↓↓↓

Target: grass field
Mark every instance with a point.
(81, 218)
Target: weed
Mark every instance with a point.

↑↑↑

* What is needed
Write out every line of the material again, exactly as it reads.

* Answer for the task
Target: grass field
Mark every instance with a point.
(81, 218)
Target: weed
Mark every instance with a point.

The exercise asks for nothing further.